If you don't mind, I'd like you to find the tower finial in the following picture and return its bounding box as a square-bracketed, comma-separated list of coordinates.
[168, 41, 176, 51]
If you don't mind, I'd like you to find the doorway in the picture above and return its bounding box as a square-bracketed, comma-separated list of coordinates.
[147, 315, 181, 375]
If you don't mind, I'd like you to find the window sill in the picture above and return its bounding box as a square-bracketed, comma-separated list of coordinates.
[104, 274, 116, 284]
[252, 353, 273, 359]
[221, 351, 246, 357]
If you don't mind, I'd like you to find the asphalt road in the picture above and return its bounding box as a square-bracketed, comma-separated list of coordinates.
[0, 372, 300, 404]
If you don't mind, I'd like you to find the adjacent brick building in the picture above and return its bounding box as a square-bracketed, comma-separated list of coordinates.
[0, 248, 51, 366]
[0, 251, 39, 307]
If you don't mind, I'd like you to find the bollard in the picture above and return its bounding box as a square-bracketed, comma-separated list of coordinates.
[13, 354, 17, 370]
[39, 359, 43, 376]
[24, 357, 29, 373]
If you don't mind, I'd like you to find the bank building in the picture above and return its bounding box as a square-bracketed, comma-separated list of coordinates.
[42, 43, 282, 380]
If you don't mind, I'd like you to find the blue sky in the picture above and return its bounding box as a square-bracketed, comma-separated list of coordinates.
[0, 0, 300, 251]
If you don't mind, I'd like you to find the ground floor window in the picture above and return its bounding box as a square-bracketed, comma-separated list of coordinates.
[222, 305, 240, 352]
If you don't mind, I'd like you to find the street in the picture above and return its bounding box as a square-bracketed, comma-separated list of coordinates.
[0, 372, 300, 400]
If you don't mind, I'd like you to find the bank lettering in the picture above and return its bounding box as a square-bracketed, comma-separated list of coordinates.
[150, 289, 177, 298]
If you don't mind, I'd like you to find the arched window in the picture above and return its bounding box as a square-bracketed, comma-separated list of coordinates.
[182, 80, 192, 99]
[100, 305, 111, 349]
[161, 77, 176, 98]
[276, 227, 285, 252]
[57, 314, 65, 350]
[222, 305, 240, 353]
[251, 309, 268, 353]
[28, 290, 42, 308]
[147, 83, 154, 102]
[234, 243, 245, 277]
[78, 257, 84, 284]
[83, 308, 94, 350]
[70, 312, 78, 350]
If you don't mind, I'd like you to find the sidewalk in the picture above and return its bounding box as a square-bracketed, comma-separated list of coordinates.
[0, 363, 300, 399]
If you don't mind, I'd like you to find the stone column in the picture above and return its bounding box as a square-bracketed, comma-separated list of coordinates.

########

* Your task
Reproduce all of the items above without any changes.

* Exercise solution
If you don't mind, I'd like you to find the tower finial in the following picture and return its bounding box as a square-bracketed, comma-separated list of coordinates.
[168, 41, 176, 51]
If you don't mind, I'd like you to find the doorway in the picture above and return its bounding box as a square-bracketed, comma-separated list of coordinates.
[147, 315, 181, 375]
If you don't mind, I'd like you to find the window sill in the picture above and return its bounding box as a square-bracketed, comma-separated list of coordinates.
[104, 274, 116, 284]
[252, 353, 273, 359]
[221, 351, 246, 357]
If you don't mind, I'd like you to find the asphalt road in the picture above and return its bounding box as a square-bracketed, comma-separated list of coordinates.
[0, 372, 300, 404]
If you don't mind, I'd like you to find the adjacent brick building in the picture above and return its bounding box as a square-bracketed, comma-separated list of coordinates.
[0, 248, 51, 366]
[0, 251, 39, 307]
If you don't mind, I'd like you to find the bollard in the picture above and return its bounding box as a square-bracketed, comma-separated list of coordinates.
[13, 354, 17, 370]
[39, 359, 43, 376]
[24, 357, 29, 373]
If you don't mind, I'd like you to find the bank building in the picture above and return its bounding box as a square-bracketed, comma-separated list of coordinates.
[42, 43, 282, 380]
If you don't mind, I'd like you to find the blue sky in the picture above and return its bounding box as a square-bracketed, comma-separated list of coordinates.
[0, 0, 300, 251]
If you don't mind, I'd like you to find the ground floor window in the picture above and return its bounding box as a square-bracketed, comma-separated list of coordinates.
[222, 305, 240, 352]
If you don't mind, I'd like you to find the street in the picture above and return its bounding box as a square-bracketed, comma-separated list of coordinates.
[0, 372, 300, 400]
If you don't mind, I'd like you to find the bank lettering in the picture above and return its bounding box as a square-bracketed, comma-separated list of coordinates.
[150, 289, 177, 298]
If you don't mind, I'd like you to find the arched window in the picture above and return its bounding box as a square-bracketed, comma-separated list of coordinates.
[182, 80, 192, 99]
[100, 305, 111, 349]
[161, 77, 176, 98]
[276, 227, 285, 252]
[57, 314, 65, 350]
[222, 305, 240, 353]
[251, 309, 268, 353]
[28, 290, 42, 308]
[147, 83, 154, 102]
[234, 243, 245, 277]
[78, 257, 84, 284]
[83, 308, 94, 350]
[70, 312, 78, 350]
If you don't mind, I'd like you to find the sidewalk in the picture above and return its bounding box as a square-bracketed, comma-separated list of coordinates.
[0, 363, 300, 399]
If you don't mind, I'd like you to find the stone column in the picture above and return its bounding box as a square-bracketed, comma-separated list of coordinates.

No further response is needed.